Reproduce the passage of the pediatric post-surgery pain text between "Researchers from the" and "by that point.", inclusive.

▶ Supplied text:
· · · · ·

When you send pediatric patients home after surgery, it becomes their parents' job to keep their post-op pain in check. But a significant portion of those parents may not be following doctors' orders for administering pain medications to their children, according to a new study in the journal Pediatrics.
Researchers from the University of California at Irvine and the Children's Hospital of Orange County, Calif., assessed post-op pain in 261 patients aged 2 to 12 who had undergone either tonsillectomy or adenoidectomy. During the first day at home after surgery, about one-quarter of the children received either no pain medication or just 1 dose, even though 86% of parents reported that their children experienced "significant overall pain,"¯according to the study. Two-thirds of the children still experienced significant pain on the third day after surgery, but 41% received zero or minimal pain medication by that point.
About three-quarters of the more than 5 million American children who undergo these common surgeries each year feel significant pain afterwards, the authors note. They speculate that parents may hold back on post-op pain meds because they fear their children will become addicted, do not understand how much pain their children are in or believe "analgesics should be used only as a last resort."
"Optimal pain management after surgery is achieved by providing round-the-clock analgesic treatment to prevent pain recurrence," the authors conclude, noting that while hospital treatment of pediatric post-op pain has improved, at-home care has not. They recommend that researchers "focus on the translation of knowledge to target children's pain management at home."

· · · · ·

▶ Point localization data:
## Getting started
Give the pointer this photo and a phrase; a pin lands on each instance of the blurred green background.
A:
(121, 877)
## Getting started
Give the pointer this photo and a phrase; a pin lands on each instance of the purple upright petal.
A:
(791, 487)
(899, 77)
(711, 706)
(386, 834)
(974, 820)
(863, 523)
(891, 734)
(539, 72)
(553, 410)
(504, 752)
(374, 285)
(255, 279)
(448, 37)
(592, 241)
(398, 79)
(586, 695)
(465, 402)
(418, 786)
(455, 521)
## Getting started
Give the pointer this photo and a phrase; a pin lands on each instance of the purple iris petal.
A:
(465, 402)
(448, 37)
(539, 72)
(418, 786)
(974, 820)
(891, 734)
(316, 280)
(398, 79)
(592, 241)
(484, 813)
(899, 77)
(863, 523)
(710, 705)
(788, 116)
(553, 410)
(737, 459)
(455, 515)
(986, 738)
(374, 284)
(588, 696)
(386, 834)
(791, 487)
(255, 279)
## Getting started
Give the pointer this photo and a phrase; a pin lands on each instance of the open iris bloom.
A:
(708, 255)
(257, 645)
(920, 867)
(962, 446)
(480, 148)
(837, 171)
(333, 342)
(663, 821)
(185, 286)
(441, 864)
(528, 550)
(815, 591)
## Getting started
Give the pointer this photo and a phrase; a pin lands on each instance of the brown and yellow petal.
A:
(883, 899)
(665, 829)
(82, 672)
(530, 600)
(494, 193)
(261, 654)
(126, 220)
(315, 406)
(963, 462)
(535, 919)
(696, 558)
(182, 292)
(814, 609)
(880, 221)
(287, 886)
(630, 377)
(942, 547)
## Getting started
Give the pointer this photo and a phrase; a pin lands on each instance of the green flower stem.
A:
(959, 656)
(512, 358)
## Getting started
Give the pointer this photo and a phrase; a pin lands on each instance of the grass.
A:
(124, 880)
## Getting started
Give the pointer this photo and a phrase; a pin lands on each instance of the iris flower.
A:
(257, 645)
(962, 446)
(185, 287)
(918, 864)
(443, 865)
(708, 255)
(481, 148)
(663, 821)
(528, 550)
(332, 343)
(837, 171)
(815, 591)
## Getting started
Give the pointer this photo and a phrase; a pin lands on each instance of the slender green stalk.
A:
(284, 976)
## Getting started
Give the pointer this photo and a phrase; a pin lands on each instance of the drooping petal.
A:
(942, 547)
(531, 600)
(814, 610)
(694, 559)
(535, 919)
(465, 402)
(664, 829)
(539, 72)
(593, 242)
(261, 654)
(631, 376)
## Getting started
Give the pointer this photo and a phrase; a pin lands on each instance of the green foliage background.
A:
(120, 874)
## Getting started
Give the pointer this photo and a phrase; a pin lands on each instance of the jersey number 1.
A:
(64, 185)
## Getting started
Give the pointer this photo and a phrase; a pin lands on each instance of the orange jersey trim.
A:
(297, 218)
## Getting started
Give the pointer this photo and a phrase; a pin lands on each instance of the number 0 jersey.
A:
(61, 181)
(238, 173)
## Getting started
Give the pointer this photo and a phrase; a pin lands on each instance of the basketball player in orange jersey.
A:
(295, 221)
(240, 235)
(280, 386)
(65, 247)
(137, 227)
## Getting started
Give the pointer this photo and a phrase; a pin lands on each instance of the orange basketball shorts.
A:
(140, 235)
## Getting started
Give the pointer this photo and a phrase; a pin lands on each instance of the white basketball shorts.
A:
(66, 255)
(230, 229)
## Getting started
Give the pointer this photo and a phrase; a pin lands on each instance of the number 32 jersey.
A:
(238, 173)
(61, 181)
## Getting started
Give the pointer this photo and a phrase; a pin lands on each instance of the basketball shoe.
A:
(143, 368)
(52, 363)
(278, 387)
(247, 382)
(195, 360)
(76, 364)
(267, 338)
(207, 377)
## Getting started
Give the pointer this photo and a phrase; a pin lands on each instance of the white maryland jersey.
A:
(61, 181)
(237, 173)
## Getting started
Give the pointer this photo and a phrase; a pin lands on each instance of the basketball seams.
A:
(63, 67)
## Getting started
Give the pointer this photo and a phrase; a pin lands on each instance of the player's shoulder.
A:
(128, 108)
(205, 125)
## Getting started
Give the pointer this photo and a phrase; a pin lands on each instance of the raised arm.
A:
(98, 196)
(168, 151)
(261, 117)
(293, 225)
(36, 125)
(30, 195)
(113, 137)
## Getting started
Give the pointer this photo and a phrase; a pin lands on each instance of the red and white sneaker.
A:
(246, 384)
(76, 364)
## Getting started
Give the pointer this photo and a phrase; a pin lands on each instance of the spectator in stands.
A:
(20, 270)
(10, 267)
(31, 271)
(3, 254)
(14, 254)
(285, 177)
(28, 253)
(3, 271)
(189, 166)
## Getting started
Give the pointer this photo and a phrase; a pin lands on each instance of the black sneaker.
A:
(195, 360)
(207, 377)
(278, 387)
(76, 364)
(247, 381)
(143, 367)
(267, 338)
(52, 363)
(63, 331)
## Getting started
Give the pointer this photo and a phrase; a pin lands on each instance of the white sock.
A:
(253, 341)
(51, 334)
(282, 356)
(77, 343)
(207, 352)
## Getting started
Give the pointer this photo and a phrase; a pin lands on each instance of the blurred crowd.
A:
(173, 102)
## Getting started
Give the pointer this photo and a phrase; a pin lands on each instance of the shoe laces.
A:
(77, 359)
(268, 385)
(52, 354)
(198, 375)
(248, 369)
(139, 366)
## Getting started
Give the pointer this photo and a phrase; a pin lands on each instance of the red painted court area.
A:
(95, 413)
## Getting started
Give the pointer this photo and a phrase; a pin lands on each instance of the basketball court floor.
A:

· · · · ·

▶ Reply to the task:
Researchers from the University of California at Irvine and the Children's Hospital of Orange County, Calif., assessed post-op pain in 261 patients aged 2 to 12 who had undergone either tonsillectomy or adenoidectomy. During the first day at home after surgery, about one-quarter of the children received either no pain medication or just 1 dose, even though 86% of parents reported that their children experienced "significant overall pain,"¯according to the study. Two-thirds of the children still experienced significant pain on the third day after surgery, but 41% received zero or minimal pain medication by that point.